Héctor Abad Faciolince
19 de enero de 2013 - 11:00 p. m.

LA ENTREVISTA DE OPRAH WINFREY a Lance Armstrong hizo quedar al gélido e impasible deportista como lo que tal vez siempre ha sido: un mentiroso. Después de su confesión, los cien millones de dólares que ganó durante su exitosa carrera deportiva, se van a evaporar en demandas y juicios, e incluso el monetario no será el peor de los castigos: Armstrong perdió también la cara y el respeto de sus antiguos seguidores. Acabó de romperse la imagen del ídolo. El tipo es demasiado arrogante como para despertar compasión o simpatía. Tiene algo de canalla: le dijo prostituta a la masajista que contó cómo se dopaba; demandó por calumnia al periodista David Walsh que lo acusó de lo mismo.

Canalla y mentiroso, sí, y sin embargo también, me parece, un gran campeón caído en la espiral perversa en la que una mentira lleva a otra. Competía en un mundo de hipocresía en el que casi todos sus colegas (o al menos los mejores) se dopaban también. Además con el doping hay una confusión: doparse a secas no hace campeones; el doping simplemente ayuda a entrenarse mejor. De hecho, como explicó el mismo Armstrong, las ayudas no se usan tanto durante las competencias (los ciclistas llegan “limpios”, según un calendario preciso) sino antes, en los meses de preparación.

La trampa es menos trampa si todos hacen trampa, y si todos los tramposos están obligados a decir la mentira de que juegan limpio. Si las cartas están marcadas, pero todos saben que están marcadas, se juega con lo mismo. Los grandes ciclistas de los últimos decenios, todos los que han ganado el Tour de Francia, la Vuelta a España, el Giro de Italia, hasta la Vuelta a Colombia, han tomado sustancias que ayudan a mejorar sus prestaciones deportivas, a disminuir la sensación de dolor o de fatiga, a mejorar la calidad de la sangre, el tamaño de los músculos, el ritmo del corazón. Todos lo hacen y todos niegan, como Armstrong, porque si no lo niegan los linchan como infames. Están dentro de un mecanismo perverso que los obliga a mentir. Si no se dopan, no ganan; si dicen que se dopan, los descalifican. Por eso han sido capaces de declarar bajo juramento (lo harían incluso bajo tortura) que jamás se han dopado, como hizo el mismo Armstrong innumerables veces.

- _INSTRUCCIONES_
Según el fragmento sobre Lance Armstrong, ¿por qué los grandes ciclistas niegan que se dopan?

[Datos de expresiones referenciales basadas en fotografías]
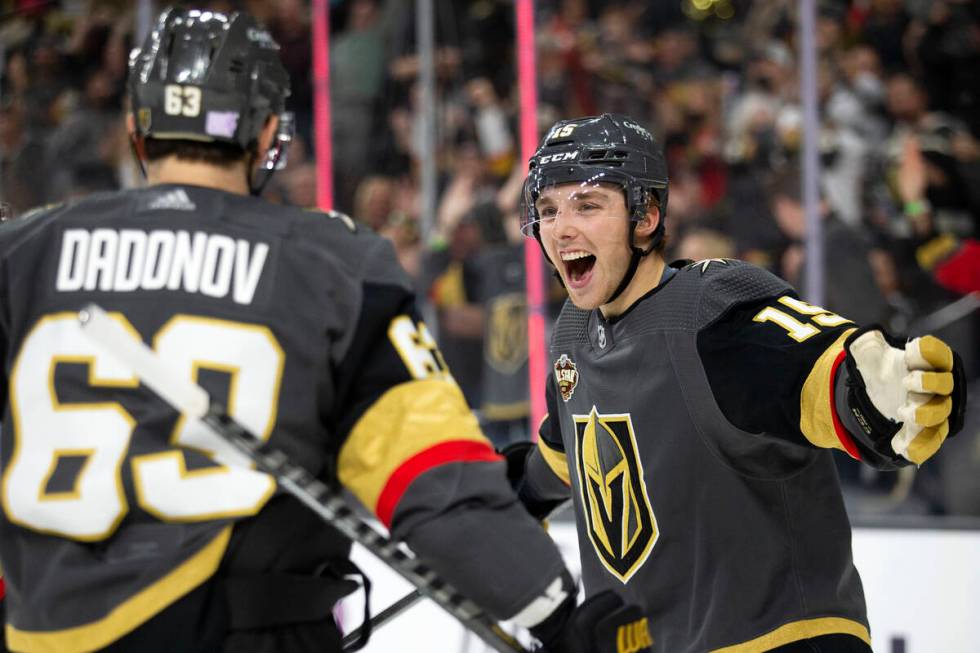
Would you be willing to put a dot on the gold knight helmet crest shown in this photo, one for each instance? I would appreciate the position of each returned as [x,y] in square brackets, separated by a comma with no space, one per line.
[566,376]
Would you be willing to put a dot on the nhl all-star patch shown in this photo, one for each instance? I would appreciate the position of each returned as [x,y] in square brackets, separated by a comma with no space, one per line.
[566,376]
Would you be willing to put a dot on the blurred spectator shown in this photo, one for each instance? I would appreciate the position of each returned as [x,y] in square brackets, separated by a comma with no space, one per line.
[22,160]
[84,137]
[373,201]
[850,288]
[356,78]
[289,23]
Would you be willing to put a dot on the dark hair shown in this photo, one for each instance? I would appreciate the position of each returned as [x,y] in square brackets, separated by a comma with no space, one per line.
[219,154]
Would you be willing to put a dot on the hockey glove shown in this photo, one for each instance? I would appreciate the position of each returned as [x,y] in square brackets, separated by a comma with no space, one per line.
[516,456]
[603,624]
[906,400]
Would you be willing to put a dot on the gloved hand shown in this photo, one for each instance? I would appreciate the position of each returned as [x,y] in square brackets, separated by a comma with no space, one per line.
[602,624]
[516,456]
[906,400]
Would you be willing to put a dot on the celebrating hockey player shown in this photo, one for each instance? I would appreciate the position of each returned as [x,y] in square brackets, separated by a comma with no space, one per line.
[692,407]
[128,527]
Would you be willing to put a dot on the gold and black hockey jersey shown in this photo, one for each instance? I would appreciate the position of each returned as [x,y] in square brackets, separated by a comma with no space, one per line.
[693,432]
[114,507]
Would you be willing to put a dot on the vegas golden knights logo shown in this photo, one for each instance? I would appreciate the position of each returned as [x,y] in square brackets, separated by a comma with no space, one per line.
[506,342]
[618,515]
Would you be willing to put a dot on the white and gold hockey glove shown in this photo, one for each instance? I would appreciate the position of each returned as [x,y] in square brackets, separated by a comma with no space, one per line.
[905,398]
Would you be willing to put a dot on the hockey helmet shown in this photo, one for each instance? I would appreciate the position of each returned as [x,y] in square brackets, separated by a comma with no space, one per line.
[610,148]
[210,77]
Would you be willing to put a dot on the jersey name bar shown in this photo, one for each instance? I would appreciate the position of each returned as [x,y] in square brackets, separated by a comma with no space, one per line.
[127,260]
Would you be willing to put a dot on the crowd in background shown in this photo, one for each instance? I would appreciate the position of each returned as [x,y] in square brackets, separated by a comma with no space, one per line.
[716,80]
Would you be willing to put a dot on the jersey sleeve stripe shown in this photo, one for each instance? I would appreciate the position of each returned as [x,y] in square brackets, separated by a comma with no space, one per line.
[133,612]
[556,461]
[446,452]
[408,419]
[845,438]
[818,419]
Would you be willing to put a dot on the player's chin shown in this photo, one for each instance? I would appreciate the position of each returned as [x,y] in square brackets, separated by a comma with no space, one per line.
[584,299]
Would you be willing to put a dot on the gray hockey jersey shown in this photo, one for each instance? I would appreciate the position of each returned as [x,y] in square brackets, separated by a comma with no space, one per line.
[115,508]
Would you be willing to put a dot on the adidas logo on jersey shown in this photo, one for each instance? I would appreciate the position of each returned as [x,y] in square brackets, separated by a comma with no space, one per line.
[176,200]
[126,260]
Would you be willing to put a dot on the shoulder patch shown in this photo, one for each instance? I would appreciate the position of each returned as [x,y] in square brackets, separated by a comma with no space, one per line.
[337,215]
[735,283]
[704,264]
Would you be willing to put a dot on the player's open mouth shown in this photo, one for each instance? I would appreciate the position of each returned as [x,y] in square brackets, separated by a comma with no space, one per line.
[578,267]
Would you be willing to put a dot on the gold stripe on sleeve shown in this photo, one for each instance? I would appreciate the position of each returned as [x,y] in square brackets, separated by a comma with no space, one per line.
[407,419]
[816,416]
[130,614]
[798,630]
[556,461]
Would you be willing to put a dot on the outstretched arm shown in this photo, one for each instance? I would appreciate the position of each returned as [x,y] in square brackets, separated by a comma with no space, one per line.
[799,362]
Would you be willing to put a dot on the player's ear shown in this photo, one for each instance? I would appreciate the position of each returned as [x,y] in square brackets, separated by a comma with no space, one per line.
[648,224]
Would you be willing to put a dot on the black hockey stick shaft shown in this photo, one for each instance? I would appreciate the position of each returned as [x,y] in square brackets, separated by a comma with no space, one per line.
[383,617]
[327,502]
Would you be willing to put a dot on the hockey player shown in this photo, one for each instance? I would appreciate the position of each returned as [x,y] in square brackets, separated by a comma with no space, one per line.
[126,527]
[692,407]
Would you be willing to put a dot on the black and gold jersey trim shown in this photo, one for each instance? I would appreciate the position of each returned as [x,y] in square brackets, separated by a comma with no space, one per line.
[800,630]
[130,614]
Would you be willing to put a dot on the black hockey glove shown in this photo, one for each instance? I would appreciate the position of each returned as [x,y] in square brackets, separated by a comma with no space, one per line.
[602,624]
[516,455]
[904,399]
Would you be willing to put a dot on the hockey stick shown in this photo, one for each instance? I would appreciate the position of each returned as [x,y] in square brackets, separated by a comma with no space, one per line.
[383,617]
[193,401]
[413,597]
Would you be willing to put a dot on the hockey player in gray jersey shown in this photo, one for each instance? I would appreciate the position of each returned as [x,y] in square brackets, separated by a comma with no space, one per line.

- _RESPUESTA_
Porque están dentro de un mecanismo perverso que los obliga a mentir: si no se dopan, no ganan, y si dicen que se dopan, los descalifican. Además, si no lo niegan, los linchan como infames.